Dataset records on where objects appear
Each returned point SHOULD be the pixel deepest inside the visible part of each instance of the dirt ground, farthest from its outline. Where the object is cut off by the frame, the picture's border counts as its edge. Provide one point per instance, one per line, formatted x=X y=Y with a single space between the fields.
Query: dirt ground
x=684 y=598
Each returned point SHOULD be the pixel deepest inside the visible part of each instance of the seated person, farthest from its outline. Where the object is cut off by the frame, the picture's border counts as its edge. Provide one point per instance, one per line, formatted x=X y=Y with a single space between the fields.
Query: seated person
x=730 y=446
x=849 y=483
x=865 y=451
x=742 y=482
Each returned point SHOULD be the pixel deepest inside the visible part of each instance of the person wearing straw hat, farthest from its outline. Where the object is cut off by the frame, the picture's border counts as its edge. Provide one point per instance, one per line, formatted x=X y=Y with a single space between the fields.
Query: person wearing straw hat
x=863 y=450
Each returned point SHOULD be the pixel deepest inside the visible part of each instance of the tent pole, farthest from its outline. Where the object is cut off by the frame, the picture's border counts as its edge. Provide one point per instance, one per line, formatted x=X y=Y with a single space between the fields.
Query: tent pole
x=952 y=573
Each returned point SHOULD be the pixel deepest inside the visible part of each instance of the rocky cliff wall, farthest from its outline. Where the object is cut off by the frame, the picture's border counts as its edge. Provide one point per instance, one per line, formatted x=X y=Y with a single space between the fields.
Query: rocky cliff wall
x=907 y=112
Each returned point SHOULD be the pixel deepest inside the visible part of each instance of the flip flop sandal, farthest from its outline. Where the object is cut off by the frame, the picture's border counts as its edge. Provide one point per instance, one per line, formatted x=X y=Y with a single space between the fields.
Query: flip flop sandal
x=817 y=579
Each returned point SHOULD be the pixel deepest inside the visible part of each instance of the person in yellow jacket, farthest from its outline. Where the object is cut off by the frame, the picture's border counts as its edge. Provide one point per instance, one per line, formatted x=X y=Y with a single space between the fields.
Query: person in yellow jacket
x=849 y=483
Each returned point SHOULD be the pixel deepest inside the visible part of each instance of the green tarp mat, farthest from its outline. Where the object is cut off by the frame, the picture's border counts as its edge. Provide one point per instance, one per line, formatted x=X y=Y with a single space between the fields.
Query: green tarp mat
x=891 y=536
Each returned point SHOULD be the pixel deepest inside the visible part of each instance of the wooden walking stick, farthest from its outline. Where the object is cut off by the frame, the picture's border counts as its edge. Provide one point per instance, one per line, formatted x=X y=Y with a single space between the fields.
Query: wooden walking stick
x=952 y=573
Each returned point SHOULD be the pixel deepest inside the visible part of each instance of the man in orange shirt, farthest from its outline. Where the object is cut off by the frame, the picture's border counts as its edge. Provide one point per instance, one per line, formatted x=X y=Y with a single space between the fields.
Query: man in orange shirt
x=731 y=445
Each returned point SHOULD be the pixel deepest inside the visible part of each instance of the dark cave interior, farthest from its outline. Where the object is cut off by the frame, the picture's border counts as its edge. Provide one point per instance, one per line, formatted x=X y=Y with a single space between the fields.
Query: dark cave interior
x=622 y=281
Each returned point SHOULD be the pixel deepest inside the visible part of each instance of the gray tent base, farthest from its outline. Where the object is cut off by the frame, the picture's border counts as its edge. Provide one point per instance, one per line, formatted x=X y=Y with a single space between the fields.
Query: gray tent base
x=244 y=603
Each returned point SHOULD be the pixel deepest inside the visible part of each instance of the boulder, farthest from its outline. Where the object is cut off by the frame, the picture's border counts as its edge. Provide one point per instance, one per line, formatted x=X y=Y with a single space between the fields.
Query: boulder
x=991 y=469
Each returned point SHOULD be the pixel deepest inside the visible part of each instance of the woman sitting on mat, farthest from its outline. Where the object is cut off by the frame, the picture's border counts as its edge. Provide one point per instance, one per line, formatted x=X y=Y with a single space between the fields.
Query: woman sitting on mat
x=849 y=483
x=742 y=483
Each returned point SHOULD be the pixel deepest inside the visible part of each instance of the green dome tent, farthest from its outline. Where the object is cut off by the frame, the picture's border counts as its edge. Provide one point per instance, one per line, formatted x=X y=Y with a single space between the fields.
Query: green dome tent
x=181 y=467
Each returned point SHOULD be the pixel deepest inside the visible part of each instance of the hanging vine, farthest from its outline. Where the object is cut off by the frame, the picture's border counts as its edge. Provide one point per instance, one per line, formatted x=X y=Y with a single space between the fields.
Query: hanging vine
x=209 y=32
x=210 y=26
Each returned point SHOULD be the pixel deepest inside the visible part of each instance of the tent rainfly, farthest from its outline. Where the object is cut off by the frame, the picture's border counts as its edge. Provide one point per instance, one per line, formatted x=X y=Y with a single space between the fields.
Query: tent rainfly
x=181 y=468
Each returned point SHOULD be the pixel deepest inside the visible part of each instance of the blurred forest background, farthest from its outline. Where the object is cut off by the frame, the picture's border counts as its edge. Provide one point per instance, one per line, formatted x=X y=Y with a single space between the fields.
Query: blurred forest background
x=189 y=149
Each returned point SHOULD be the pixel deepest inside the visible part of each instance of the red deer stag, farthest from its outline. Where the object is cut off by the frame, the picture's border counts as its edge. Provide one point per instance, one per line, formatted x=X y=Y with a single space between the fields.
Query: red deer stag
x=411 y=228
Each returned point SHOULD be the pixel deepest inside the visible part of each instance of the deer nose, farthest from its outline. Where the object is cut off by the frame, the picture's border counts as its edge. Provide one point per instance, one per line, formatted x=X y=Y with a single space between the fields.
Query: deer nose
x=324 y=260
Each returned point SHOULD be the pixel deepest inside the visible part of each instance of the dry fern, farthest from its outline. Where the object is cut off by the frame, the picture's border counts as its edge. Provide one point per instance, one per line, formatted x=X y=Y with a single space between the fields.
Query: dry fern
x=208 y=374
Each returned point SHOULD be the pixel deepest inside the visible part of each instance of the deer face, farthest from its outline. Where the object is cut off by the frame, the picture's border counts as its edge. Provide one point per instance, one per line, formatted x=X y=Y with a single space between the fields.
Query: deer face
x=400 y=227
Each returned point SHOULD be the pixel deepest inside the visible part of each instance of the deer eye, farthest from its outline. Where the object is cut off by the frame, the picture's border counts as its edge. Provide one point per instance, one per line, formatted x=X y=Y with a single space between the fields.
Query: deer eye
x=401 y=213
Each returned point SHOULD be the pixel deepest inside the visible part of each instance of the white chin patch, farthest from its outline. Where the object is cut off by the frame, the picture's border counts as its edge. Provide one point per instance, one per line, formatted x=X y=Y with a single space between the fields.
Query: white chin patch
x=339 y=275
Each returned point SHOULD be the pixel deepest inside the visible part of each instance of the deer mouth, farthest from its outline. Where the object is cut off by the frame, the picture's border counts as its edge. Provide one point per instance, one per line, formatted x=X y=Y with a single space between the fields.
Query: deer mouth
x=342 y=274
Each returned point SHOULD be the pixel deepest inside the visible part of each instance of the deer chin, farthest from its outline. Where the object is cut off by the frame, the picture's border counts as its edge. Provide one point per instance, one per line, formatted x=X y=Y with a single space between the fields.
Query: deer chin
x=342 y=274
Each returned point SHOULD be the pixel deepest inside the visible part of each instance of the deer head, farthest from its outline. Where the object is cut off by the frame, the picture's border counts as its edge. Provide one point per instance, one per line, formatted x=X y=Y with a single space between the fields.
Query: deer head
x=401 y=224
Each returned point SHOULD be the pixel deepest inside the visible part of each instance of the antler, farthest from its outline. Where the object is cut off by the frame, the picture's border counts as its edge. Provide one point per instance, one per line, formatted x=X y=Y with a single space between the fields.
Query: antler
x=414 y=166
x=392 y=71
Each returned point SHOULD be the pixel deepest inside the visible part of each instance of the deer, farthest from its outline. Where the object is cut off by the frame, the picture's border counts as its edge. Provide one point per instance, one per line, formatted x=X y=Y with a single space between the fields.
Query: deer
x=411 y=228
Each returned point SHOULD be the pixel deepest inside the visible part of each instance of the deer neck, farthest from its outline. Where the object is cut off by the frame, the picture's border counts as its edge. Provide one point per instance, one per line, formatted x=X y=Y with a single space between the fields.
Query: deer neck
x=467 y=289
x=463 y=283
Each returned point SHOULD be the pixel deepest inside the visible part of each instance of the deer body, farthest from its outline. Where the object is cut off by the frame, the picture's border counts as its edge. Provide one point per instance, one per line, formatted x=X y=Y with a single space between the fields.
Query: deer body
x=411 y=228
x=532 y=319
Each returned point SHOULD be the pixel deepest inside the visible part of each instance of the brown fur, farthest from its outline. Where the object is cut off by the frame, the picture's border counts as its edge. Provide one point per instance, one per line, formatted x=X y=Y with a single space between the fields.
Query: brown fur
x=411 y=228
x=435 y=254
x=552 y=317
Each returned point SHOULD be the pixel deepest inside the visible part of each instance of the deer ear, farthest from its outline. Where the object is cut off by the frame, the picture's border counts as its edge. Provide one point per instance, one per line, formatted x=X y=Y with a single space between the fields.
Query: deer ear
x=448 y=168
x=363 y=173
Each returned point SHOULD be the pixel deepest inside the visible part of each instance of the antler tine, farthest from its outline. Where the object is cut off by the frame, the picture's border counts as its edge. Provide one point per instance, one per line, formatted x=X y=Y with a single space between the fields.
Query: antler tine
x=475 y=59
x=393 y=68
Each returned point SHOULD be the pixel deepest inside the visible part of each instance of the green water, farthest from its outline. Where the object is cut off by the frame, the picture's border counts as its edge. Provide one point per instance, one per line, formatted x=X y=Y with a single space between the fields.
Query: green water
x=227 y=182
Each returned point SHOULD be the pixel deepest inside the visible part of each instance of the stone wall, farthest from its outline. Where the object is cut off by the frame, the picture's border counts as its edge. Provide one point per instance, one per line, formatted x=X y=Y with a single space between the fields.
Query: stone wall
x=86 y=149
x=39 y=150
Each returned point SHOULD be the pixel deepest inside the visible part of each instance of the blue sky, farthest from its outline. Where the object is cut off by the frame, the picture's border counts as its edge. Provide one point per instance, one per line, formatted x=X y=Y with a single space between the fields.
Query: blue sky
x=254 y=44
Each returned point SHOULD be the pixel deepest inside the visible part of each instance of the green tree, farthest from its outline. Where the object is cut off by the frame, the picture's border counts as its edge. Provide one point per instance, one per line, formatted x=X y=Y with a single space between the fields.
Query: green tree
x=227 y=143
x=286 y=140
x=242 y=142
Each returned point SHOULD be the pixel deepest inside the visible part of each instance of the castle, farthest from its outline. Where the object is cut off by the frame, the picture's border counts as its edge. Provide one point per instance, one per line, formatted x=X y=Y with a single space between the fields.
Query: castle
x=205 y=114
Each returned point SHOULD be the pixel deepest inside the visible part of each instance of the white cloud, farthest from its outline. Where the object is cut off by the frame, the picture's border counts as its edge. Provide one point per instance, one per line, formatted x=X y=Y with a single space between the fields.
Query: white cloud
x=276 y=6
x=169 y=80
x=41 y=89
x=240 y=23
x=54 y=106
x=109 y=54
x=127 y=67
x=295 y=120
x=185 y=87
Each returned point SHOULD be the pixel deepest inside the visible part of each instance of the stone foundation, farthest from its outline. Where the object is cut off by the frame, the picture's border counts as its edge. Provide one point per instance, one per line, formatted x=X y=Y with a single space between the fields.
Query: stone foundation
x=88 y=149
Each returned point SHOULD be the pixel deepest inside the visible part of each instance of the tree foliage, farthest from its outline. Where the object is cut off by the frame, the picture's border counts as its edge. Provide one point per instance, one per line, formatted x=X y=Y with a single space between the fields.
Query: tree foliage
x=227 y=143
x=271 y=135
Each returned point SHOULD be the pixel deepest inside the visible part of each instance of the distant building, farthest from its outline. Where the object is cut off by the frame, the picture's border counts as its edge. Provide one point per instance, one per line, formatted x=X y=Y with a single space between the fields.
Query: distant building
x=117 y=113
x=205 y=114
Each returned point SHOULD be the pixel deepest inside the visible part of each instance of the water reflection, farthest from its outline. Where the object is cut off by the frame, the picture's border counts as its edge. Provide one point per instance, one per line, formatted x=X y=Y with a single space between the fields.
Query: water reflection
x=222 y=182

▸ TASK TO CARRY OUT:
Please write out the part of the records that opens with the line containing "the person in" and closes with the line containing "x=891 y=536", substituting "blue tarp mat" for "green tarp mat" and leaving everything else unchanged.

▸ SOLUTION FOR THIS TASK:
Each returned point SHOULD be the pixel deepest inside the visible part of each instance of the person in yellow jacket, farthest from its outline. Where the object is cut off by the frame, the picture's border counts as its edge. Provide one point per instance, one per line, formatted x=X y=Y with a single space between the fields.
Query: person in yellow jacket
x=849 y=483
Each returned point SHOULD be the pixel deepest inside the visible part of each instance of the blue tarp mat, farthest from its outline. Where the object is cut off by the frame, the picture's border counts as its edge. Provide one point per instance, one per line, formatted x=X y=Y with a single space between the fields.
Query: blue tarp mat
x=891 y=536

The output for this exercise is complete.